Work request => Look below for the line with "Question. The picture above shows the california", then give it again exactly, along with every line that comes after it, the final line included.

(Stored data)
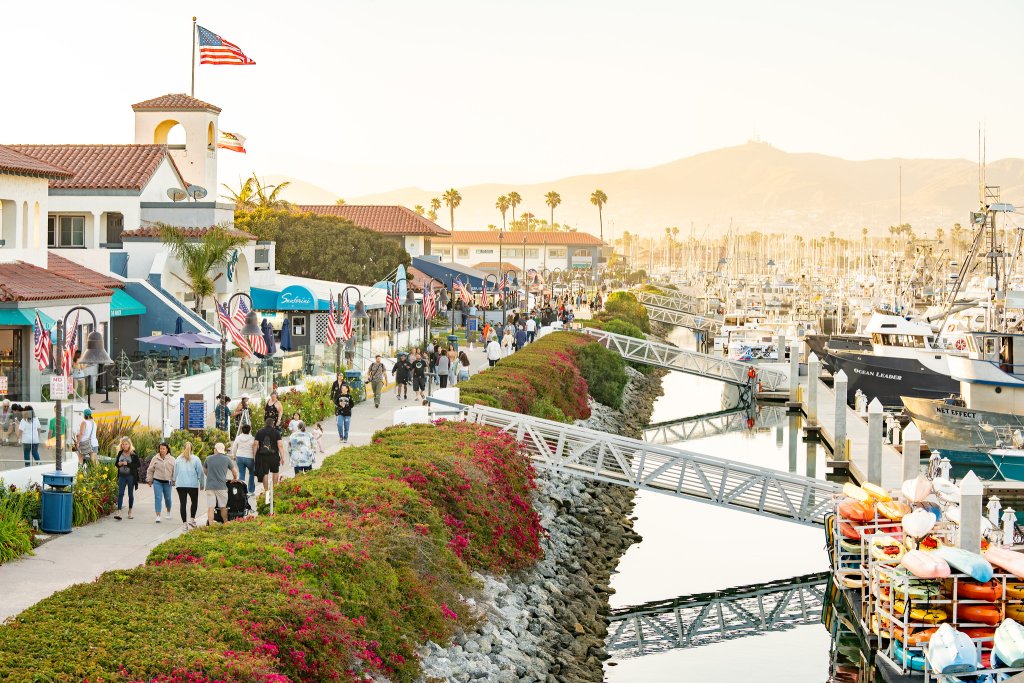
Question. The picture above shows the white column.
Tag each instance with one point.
(911, 452)
(971, 492)
(875, 416)
(839, 447)
(813, 371)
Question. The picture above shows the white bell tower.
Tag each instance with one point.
(197, 159)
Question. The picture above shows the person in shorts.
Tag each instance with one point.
(217, 468)
(269, 454)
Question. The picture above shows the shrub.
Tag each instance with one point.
(605, 374)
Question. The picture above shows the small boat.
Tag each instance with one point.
(918, 489)
(925, 564)
(1009, 560)
(970, 563)
(950, 651)
(1009, 645)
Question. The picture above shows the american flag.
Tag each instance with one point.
(42, 343)
(429, 304)
(227, 325)
(332, 325)
(215, 50)
(70, 347)
(346, 318)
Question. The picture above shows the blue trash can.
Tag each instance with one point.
(57, 502)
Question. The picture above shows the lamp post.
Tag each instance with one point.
(94, 354)
(250, 329)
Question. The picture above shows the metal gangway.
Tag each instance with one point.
(714, 424)
(602, 457)
(712, 617)
(762, 380)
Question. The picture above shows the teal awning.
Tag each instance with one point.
(22, 316)
(123, 304)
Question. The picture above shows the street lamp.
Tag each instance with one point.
(94, 354)
(250, 329)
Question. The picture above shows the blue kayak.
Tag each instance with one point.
(967, 562)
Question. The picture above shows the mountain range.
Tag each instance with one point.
(753, 186)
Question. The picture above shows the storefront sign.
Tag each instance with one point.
(58, 387)
(296, 298)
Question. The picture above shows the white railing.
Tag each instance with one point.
(693, 363)
(602, 457)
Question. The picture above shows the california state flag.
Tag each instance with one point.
(231, 141)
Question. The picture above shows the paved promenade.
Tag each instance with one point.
(109, 544)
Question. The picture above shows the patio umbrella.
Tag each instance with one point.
(286, 336)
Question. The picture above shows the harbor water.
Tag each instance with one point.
(691, 548)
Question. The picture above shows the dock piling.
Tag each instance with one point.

Result =>
Question. The picture above shows the california state flag.
Tag each instance with one point.
(231, 141)
Question. The picture above shows the paved promenade.
Tag each instance with one point.
(109, 544)
Question. The picture above shows the patio umbrella.
Tag each instance with one point.
(286, 336)
Question. The picture above shows the harbor water.
Tag each instance with one point.
(691, 548)
Question. The picture above shows the dock piling.
Tag each instance with one point.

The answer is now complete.